■ CHALLENGE 1:
From the investment column, quote the passage beginning at the words that have "A bumper crop" and stopping after "GICs or T-Bills.".
■ CHALLENGE 2:
In the 1996 column on where to invest, why does the writer call the markets' coming seventh year of expansion unprecedented?
■ CHALLENGE 3:
Can you carry on the column about where to put money in 1996, picking up after its final sentence?
===== PAGE =====
Where do I put my money now?

The Advocate, December 18, 1996

Where do I invest my money today? With interest rates reaching 30 year lows and stock markets reaching all-time highs? As my long-time readers may remember, I stressed caution in my April article earlier this year, "Why Some of Us Want the Stock Market to Go Down". I said that the market was high then. For some who decided to wait, they have sat back and watched approximately another 20% tacked on to an already high market. So much for playing it safe.

We are witnessing another baby boomer phenomenon. The markets are going to begin their seventh year of expansion. This is unprecedented. The longest run previous to this was six years. We are about to extend that one year. What the boomers did to the real estate market of the 80s, they appear to be doing to the stock market. It seems again to be a case of demographics. Another thing this gorup has in common beyond their enormous economic clout, is the fact they have never experienced a depression or a major world war. They are more entrepreneurial and not affraid to take risks or at least more willing to take risks than their parents. A new phrase has been gained "Boomernomics".

Twenty-five years ago, Canadian and American baby boomers born in the late 1940s and early 1950s found jobs and bought cars. They married and had children. They then bought houses and furniture. Competing against each other, they pushed up the prices of cars, furniture and other goods. They helped create double digit interest rates. When they bought houses in large numbers, they helped create a massive bull market in real estate which lasted until the late 1980s.

A bumper crop of grey hairs is now sprouting on those baby boomer heads. This development has enormous economic and political implications. The most important lesson for investors is that interest rates may even fall further but most likely will remain at relatively low levels for perhaps the next decade. They have already fallen lower than most people would have imagined. My article of last month, "Some of us can't afford to earn interest", pointed out this fact and that other investment classes have historically outperformed interest rates. Poor pity those who are stuck in low paying GICs or T-Bills.

With these low interest rates, other financial assets like equities can continue to rise from current levels, already considered lofty. I think that any spike in interest rates could mean the end (however short) of this current run up of the stock markets. After that, I can see an even longer and larger rise than we are now experiencing. I know, hard to believe.
===== RAW DATA =====
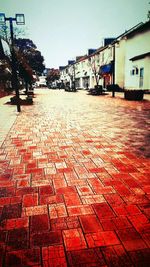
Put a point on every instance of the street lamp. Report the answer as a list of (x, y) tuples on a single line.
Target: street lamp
[(20, 20)]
=====
■ RESULT 1:
A bumper crop of grey hairs is now sprouting on those baby boomer heads. This development has enormous economic and political implications. The most important lesson for investors is that interest rates may even fall further but most likely will remain at relatively low levels for perhaps the next decade. They have already fallen lower than most people would have imagined. My article of last month, "Some of us can't afford to earn interest", pointed out this fact and that other investment classes have historically outperformed interest rates. Poor pity those who are stuck in low paying GICs or T-Bills.

■ RESULT 2:
The longest previous run had lasted six years, so a seventh year would extend that record by one year.

■ RESULT 3:
In short, baby boomers now appear to be doing to financial asset prices exactly what they did to real estate prices in the 1970s and 1980s. As baby boomers age, they pass the point of buying houses and furniture. Housing prices have declined substantially and now appear to have levelled off, raising the question of real estate as a store of wealth. As these grey hairs enter their 50s and multiply, they begin to think seriously about retirement and the need to have some sort of financial nest egg. The stock market is providing the vehicle for them to acquire this nest egg.

Competing against each other, they then drive stock and bond prices to stratospheric levels. I commented to one of my colleagues the other day and said "I'm going to the doctor tomorrow to get an oxygen mask. Where are we headed in the next year? The share of older workers is projected to grow sharply by the end of the decade, bringing it back to levels last seen in the late 50s and early 60s. If the decade-ending work-force share is correct, it suggests that baby boomers are only mid-way through the process of running up financial asset prices, just as they did earlier to real estate prices.

Personally, I am still approximately 70% invested. I recently took some profits and went another 10% cash into my Money Market T-Bill account which is currently paying around 3.5%. You and I cannot afford to sit on the sidelines and watch it happen. We must participate.

But how? As I mentioned last year in my article, "The Crash of 1987," dollar-cost-average or selectively buy while retaining sufficient cash to buy more when this current phase of the bull market corrects. If people took my advice last year to do this they would have realized some handsome returns while not taking excessive risks. If you don't have the above mentioned articles, please call me for copies.

If you have any questions, please call Reg Borrow at (519) 855-6639. He is an Independent Financial Consultant with Regal Capital Planners Ltd.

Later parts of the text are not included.